Dataset entries
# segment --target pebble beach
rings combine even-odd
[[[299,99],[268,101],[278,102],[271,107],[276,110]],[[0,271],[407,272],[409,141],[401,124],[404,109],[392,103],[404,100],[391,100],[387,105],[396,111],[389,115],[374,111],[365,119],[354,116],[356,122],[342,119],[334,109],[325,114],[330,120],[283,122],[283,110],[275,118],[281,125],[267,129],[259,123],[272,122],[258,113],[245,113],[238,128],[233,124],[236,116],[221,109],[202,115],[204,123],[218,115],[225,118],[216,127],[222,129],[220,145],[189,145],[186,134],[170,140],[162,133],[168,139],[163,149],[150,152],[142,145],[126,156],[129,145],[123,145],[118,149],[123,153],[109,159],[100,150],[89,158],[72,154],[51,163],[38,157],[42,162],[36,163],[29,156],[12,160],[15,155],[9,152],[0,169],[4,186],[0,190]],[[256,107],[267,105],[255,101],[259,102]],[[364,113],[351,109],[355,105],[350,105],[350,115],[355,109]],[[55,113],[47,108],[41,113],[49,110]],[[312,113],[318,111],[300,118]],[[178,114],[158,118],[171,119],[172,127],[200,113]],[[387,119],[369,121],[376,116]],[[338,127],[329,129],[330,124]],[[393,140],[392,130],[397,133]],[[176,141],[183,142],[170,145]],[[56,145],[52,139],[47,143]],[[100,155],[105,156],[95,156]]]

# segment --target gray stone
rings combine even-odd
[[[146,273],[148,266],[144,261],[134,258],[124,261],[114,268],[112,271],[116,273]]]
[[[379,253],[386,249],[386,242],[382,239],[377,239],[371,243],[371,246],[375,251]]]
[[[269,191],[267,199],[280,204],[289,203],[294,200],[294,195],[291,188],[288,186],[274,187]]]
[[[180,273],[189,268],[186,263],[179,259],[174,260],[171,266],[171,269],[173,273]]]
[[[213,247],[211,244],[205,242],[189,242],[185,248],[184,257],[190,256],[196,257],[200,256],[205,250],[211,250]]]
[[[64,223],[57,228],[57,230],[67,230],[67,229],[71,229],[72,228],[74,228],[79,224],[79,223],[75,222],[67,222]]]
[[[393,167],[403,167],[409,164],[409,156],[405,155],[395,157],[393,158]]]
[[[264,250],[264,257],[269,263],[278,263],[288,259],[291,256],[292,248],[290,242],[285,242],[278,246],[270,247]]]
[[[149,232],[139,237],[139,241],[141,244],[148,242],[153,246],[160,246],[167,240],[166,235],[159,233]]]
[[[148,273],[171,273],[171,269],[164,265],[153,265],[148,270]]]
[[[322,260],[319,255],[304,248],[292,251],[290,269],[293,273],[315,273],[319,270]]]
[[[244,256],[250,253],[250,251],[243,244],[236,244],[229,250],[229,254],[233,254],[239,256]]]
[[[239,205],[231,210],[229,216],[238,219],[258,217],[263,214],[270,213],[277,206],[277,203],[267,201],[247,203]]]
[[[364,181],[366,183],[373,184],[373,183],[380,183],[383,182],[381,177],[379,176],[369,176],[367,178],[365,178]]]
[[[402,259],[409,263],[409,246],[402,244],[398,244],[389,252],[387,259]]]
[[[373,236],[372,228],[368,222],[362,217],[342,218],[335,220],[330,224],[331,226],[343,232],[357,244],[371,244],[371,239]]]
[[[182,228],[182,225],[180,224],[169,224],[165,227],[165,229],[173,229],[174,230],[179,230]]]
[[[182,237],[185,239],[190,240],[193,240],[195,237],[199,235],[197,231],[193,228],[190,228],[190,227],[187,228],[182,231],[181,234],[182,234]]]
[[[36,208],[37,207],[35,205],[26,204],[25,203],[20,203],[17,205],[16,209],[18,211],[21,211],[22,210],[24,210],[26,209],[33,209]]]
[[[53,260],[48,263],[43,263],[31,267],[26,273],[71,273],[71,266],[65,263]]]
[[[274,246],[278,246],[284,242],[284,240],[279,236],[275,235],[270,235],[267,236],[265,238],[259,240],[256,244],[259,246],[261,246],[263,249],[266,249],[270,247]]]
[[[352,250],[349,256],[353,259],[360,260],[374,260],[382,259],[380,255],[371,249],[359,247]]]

What is needed
Extract every line above that contains the string "segment".

Response
# segment --target pebble beach
# segment --target gray stone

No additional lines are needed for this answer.